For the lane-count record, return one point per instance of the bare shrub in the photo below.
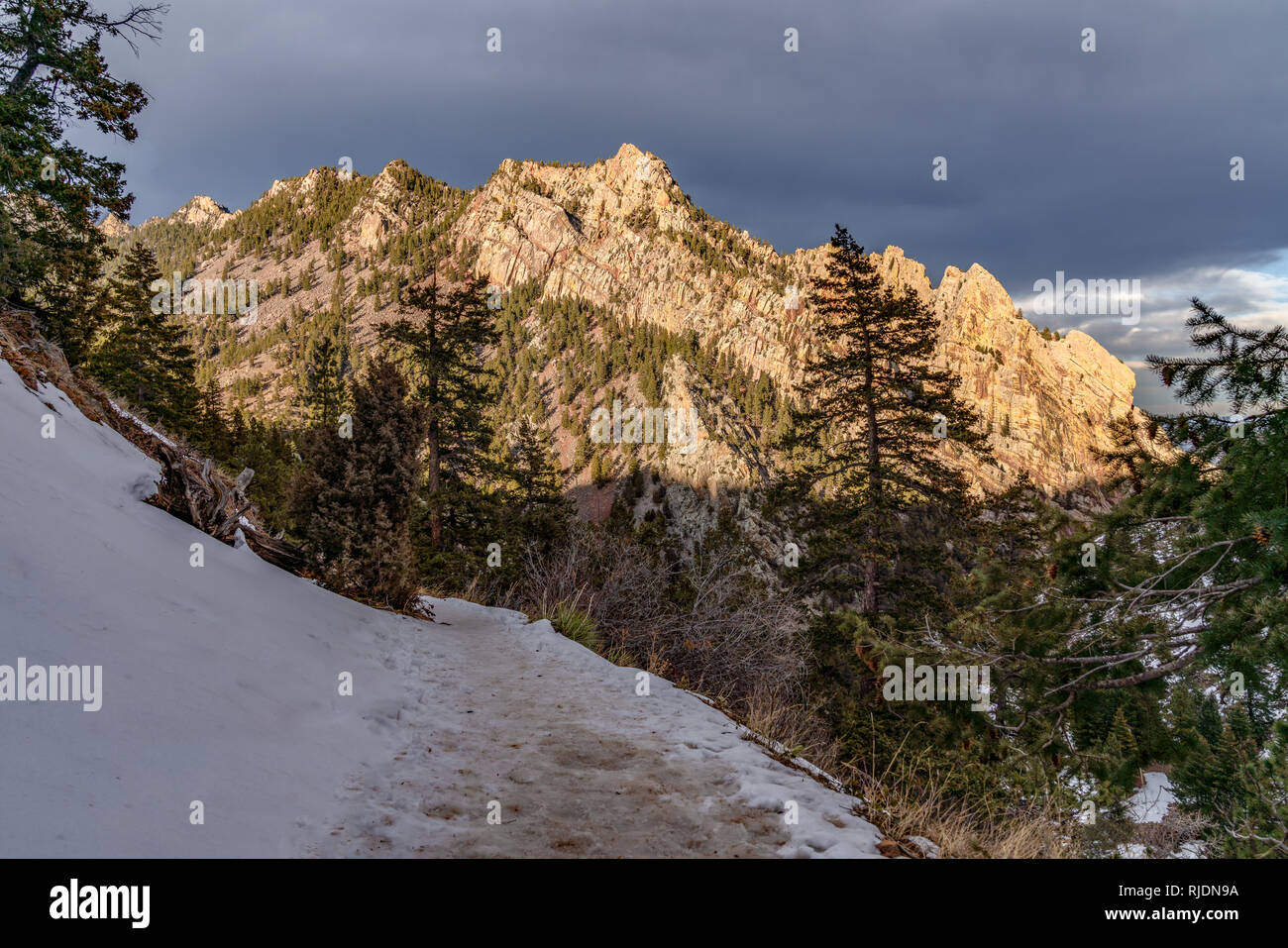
(704, 622)
(905, 801)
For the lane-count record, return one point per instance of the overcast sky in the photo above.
(1111, 165)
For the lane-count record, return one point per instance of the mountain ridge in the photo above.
(619, 233)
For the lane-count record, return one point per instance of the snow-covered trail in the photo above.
(576, 762)
(220, 687)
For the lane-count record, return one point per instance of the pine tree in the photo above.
(353, 498)
(53, 72)
(142, 353)
(441, 346)
(875, 442)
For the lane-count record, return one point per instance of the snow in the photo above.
(1149, 804)
(222, 685)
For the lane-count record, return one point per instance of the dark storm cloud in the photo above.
(1104, 165)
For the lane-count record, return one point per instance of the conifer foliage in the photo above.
(874, 442)
(143, 355)
(353, 496)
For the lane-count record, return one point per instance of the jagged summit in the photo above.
(622, 235)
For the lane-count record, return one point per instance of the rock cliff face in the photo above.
(608, 233)
(621, 233)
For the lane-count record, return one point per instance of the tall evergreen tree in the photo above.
(439, 342)
(353, 497)
(142, 353)
(875, 442)
(52, 71)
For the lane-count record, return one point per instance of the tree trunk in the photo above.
(870, 563)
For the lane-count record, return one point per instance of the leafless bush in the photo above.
(704, 622)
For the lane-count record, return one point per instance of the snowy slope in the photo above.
(220, 685)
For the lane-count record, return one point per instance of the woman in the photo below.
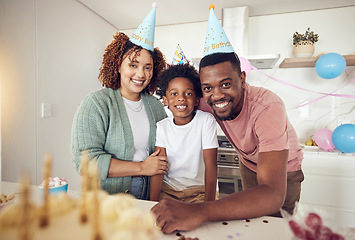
(117, 123)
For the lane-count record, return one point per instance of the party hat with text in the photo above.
(216, 39)
(179, 56)
(144, 35)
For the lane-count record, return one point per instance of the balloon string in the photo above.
(295, 86)
(317, 99)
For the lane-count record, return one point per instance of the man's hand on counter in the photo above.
(172, 215)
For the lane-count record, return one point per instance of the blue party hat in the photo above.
(216, 39)
(179, 56)
(144, 35)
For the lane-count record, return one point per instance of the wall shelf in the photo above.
(311, 62)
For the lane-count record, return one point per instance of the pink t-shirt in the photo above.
(261, 126)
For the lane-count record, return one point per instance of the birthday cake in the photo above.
(95, 215)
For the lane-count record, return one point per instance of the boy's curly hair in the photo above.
(175, 71)
(113, 57)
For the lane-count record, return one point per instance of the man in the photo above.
(255, 122)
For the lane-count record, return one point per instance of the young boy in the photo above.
(188, 138)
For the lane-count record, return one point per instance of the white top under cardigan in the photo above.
(101, 125)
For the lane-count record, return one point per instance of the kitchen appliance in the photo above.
(228, 166)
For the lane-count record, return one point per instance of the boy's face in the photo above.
(181, 100)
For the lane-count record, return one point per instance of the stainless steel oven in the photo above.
(228, 167)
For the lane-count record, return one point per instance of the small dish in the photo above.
(309, 147)
(6, 204)
(56, 185)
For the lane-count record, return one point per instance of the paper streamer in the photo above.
(298, 87)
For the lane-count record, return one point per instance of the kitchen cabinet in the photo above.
(329, 185)
(311, 62)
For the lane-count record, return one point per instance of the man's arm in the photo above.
(210, 159)
(156, 181)
(264, 199)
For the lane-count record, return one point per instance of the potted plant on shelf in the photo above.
(303, 43)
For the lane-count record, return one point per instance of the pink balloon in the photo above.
(245, 65)
(323, 138)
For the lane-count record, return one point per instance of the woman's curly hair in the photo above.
(114, 55)
(179, 71)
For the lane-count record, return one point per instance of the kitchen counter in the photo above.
(318, 150)
(258, 228)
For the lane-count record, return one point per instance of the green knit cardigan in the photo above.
(102, 127)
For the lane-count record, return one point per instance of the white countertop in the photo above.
(259, 228)
(318, 150)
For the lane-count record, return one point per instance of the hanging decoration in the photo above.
(343, 138)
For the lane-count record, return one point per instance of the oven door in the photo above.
(228, 170)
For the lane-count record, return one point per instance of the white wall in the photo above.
(51, 52)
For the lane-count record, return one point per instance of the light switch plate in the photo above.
(46, 110)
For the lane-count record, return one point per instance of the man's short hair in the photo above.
(216, 58)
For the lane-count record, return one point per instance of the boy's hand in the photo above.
(155, 164)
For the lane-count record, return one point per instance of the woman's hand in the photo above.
(155, 164)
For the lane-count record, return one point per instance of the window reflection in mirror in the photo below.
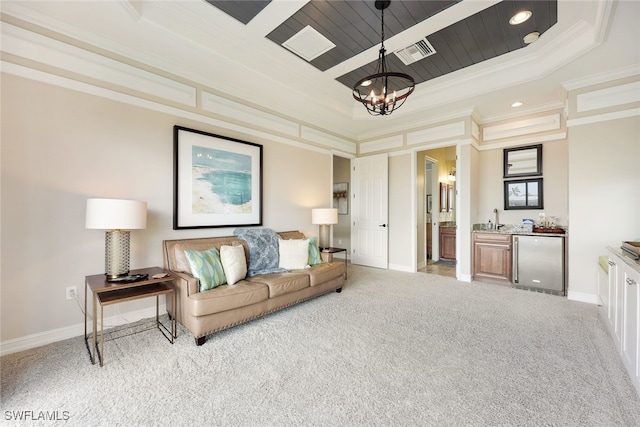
(523, 161)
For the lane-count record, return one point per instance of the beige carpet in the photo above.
(391, 349)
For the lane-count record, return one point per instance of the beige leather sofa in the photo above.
(204, 313)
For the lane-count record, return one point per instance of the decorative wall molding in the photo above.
(522, 127)
(388, 143)
(609, 97)
(446, 131)
(53, 53)
(314, 135)
(623, 114)
(236, 111)
(556, 136)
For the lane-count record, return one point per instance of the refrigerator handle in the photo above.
(515, 259)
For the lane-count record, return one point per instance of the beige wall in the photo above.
(342, 230)
(604, 194)
(60, 147)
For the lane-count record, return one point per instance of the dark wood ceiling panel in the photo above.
(244, 11)
(485, 35)
(354, 26)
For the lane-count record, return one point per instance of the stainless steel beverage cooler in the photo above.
(539, 263)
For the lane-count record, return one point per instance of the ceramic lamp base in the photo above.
(324, 237)
(116, 248)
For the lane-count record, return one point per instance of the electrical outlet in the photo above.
(72, 292)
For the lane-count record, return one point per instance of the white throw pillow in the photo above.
(234, 263)
(294, 253)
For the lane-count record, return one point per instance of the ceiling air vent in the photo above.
(415, 52)
(308, 43)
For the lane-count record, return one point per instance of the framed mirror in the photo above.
(523, 194)
(523, 161)
(443, 197)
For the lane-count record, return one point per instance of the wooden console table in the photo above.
(108, 293)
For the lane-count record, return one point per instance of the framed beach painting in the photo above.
(217, 181)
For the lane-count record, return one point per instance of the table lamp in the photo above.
(117, 217)
(324, 217)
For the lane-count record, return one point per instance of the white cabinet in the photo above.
(623, 310)
(630, 282)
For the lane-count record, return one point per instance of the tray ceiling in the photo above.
(234, 49)
(354, 26)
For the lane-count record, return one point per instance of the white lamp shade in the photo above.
(324, 216)
(116, 214)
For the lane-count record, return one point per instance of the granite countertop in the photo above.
(633, 263)
(448, 224)
(516, 229)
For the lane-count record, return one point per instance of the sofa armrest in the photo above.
(188, 281)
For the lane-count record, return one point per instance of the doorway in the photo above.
(436, 214)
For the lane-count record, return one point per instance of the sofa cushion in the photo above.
(206, 267)
(182, 263)
(294, 253)
(226, 297)
(234, 263)
(282, 283)
(314, 251)
(263, 249)
(319, 274)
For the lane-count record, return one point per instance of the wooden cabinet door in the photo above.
(492, 258)
(448, 243)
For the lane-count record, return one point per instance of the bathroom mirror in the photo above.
(523, 161)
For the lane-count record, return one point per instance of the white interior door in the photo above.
(370, 212)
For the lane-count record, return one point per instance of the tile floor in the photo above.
(438, 269)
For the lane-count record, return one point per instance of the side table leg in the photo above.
(95, 329)
(86, 336)
(101, 353)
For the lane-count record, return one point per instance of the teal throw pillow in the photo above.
(206, 267)
(314, 251)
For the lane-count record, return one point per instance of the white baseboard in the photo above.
(43, 338)
(397, 267)
(583, 297)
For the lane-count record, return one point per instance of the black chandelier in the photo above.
(384, 91)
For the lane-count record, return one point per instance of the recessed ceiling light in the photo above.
(520, 17)
(531, 37)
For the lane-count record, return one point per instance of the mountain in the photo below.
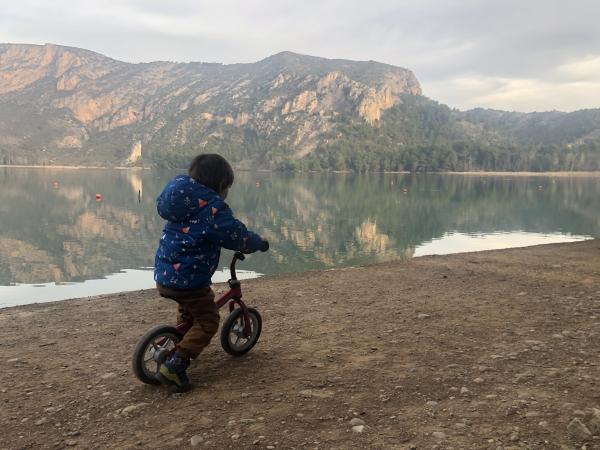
(63, 105)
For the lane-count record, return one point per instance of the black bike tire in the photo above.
(137, 361)
(228, 323)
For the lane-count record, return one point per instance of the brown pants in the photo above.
(197, 306)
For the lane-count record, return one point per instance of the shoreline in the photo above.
(338, 172)
(449, 351)
(17, 166)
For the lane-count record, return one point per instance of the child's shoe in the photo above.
(172, 372)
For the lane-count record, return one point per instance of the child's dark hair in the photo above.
(212, 171)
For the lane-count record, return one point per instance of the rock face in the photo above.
(61, 104)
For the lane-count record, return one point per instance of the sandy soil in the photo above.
(493, 350)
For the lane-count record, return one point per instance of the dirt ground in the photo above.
(493, 350)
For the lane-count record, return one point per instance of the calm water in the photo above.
(58, 241)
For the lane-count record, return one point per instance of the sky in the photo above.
(521, 55)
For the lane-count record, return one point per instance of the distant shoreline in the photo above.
(530, 174)
(477, 173)
(19, 166)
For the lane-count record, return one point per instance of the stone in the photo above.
(594, 422)
(356, 421)
(315, 393)
(524, 376)
(196, 440)
(133, 408)
(438, 435)
(204, 422)
(578, 430)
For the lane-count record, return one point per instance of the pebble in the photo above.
(133, 408)
(594, 422)
(196, 440)
(578, 430)
(439, 435)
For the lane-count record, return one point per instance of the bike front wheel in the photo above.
(233, 338)
(152, 351)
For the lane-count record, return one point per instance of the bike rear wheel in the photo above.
(233, 339)
(152, 351)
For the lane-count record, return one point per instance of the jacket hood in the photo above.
(183, 198)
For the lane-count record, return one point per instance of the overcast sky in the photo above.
(525, 55)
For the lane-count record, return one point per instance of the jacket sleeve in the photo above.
(229, 232)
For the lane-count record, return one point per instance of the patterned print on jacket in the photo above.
(199, 223)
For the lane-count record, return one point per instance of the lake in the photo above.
(68, 233)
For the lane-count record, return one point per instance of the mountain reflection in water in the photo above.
(54, 229)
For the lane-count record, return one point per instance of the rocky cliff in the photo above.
(67, 105)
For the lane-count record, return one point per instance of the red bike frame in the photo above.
(233, 296)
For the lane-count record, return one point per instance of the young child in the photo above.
(199, 223)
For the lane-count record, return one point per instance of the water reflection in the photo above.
(53, 228)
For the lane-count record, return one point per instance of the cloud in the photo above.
(521, 51)
(517, 94)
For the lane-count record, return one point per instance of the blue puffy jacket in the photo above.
(199, 223)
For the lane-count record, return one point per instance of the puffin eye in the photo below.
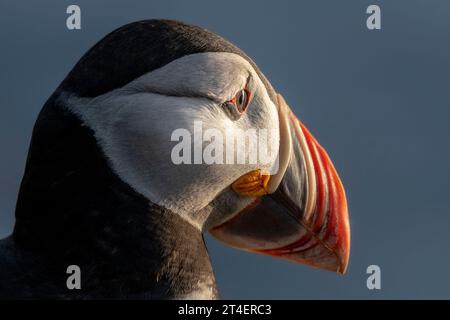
(237, 106)
(241, 100)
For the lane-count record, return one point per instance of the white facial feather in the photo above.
(134, 124)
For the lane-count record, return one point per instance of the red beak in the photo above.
(306, 219)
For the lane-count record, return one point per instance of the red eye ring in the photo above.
(241, 100)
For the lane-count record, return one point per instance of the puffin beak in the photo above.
(300, 213)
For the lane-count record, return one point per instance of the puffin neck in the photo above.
(72, 209)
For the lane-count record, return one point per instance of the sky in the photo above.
(377, 100)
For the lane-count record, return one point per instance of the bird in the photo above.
(101, 191)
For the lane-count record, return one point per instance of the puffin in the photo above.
(101, 189)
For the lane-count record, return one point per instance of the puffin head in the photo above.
(189, 122)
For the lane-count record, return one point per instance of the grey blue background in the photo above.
(377, 100)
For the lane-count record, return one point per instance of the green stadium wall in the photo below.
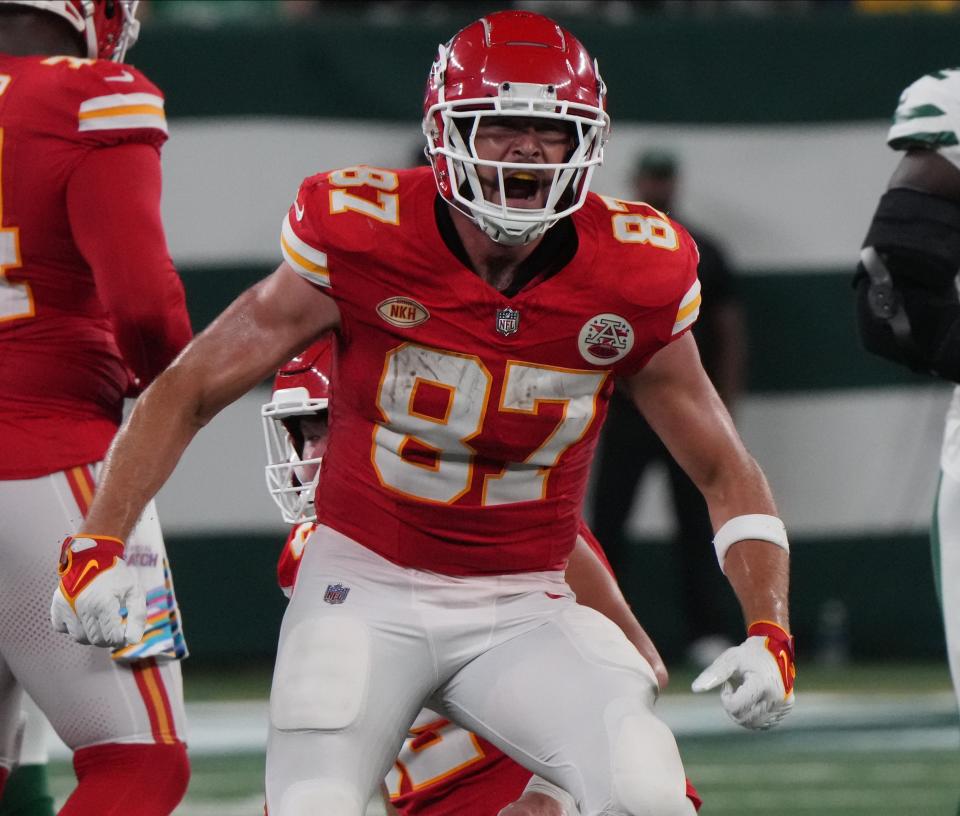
(779, 123)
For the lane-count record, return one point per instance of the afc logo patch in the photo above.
(605, 338)
(336, 593)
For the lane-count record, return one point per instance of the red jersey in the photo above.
(465, 420)
(62, 376)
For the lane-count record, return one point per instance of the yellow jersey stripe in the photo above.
(685, 311)
(122, 110)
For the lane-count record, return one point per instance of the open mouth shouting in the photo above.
(523, 188)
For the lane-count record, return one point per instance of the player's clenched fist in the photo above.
(99, 599)
(757, 677)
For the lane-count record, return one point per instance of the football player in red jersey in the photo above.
(479, 334)
(91, 310)
(442, 769)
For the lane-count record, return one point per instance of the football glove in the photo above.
(99, 600)
(757, 677)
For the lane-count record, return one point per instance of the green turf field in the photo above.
(877, 740)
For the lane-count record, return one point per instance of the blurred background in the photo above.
(773, 115)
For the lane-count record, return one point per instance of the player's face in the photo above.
(522, 140)
(314, 430)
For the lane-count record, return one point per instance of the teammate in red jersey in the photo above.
(479, 332)
(442, 769)
(91, 310)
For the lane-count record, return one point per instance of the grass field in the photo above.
(877, 740)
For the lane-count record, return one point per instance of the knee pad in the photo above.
(320, 681)
(117, 779)
(647, 773)
(602, 641)
(331, 797)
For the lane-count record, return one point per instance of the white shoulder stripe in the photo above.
(119, 100)
(128, 122)
(689, 308)
(122, 111)
(306, 261)
(693, 293)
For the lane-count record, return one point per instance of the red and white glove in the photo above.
(99, 600)
(757, 677)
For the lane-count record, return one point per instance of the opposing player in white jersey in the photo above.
(908, 309)
(91, 310)
(483, 308)
(442, 769)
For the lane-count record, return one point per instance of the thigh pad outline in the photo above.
(320, 682)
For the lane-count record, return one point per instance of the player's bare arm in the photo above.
(261, 329)
(682, 406)
(675, 395)
(595, 586)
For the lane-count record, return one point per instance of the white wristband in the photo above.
(538, 784)
(753, 526)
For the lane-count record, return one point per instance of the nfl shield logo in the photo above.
(508, 321)
(336, 593)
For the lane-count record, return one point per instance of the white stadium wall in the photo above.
(780, 198)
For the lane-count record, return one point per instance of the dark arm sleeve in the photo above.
(113, 201)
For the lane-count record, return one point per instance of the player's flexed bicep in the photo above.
(261, 329)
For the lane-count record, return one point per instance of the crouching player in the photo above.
(442, 769)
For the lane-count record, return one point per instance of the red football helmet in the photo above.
(300, 389)
(108, 27)
(510, 64)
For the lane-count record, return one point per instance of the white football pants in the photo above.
(366, 643)
(948, 528)
(88, 697)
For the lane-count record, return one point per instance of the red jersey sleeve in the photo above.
(663, 282)
(300, 235)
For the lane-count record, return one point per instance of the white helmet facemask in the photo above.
(570, 180)
(286, 471)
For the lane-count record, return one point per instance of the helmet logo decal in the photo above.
(403, 312)
(508, 321)
(605, 338)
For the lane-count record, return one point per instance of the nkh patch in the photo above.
(605, 338)
(336, 593)
(508, 321)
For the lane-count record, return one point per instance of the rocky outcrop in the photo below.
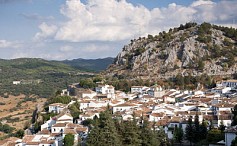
(194, 50)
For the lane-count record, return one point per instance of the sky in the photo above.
(71, 29)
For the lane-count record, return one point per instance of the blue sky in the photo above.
(68, 29)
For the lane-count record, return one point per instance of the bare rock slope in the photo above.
(189, 49)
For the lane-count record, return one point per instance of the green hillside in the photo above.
(37, 76)
(95, 65)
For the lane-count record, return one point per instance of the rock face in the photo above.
(190, 49)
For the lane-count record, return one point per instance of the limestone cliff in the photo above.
(189, 49)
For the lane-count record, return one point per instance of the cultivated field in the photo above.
(16, 111)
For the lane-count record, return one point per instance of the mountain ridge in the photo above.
(189, 49)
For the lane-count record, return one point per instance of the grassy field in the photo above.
(16, 111)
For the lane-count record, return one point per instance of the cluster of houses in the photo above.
(165, 109)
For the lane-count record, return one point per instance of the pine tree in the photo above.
(178, 134)
(234, 112)
(108, 133)
(68, 140)
(148, 136)
(131, 133)
(203, 130)
(104, 133)
(93, 137)
(196, 132)
(189, 130)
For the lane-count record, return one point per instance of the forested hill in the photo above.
(36, 76)
(191, 49)
(95, 65)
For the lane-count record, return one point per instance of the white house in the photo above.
(230, 83)
(48, 124)
(156, 91)
(57, 107)
(106, 90)
(139, 89)
(58, 127)
(123, 107)
(66, 118)
(221, 90)
(89, 93)
(230, 135)
(16, 82)
(65, 92)
(155, 117)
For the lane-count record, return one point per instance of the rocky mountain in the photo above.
(190, 49)
(94, 65)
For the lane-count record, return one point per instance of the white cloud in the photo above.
(36, 16)
(8, 44)
(46, 31)
(66, 48)
(112, 20)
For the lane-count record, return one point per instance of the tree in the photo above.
(68, 140)
(19, 133)
(148, 136)
(215, 135)
(203, 130)
(222, 126)
(196, 133)
(105, 133)
(190, 130)
(201, 65)
(130, 133)
(234, 112)
(178, 134)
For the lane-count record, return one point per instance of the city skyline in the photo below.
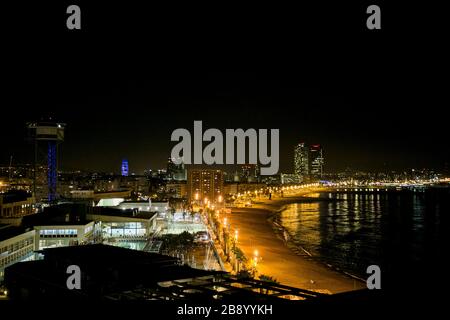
(106, 124)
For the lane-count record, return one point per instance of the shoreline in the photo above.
(280, 259)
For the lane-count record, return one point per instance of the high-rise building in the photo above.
(301, 161)
(316, 161)
(124, 168)
(47, 136)
(205, 184)
(249, 173)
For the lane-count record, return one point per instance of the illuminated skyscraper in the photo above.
(205, 184)
(175, 171)
(124, 168)
(301, 161)
(46, 136)
(316, 161)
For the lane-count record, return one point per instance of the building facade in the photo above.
(205, 184)
(16, 205)
(16, 245)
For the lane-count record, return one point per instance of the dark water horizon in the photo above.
(404, 232)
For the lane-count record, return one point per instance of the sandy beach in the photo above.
(277, 259)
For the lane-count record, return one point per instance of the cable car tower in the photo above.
(46, 136)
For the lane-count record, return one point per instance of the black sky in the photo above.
(372, 101)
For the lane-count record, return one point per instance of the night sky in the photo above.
(373, 101)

^^^^^^^^^^^^^^^^

> [WHAT YOU NEED TO DO]: Repeat, exactly and only, the lines above from the one containing "facade in the photo above." through the end of the material.

> [RESPONSE BELOW]:
For the lane-count record, return one point per instance of the building facade in the photo above.
(205, 184)
(16, 205)
(16, 245)
For the lane-count record, return one point per instance of the dark water horizon in the photo above.
(404, 232)
For the lane-count record, return one point per instance of the sandy beach in the photo above.
(277, 259)
For the lane-count record, return one point per instance of the cable car tower in the photo above.
(46, 136)
For the lane-count record, return one point per instance of the black sky in the photo above.
(372, 101)
For the lane-count record, return one point per instance of the night sky in the photo above.
(373, 101)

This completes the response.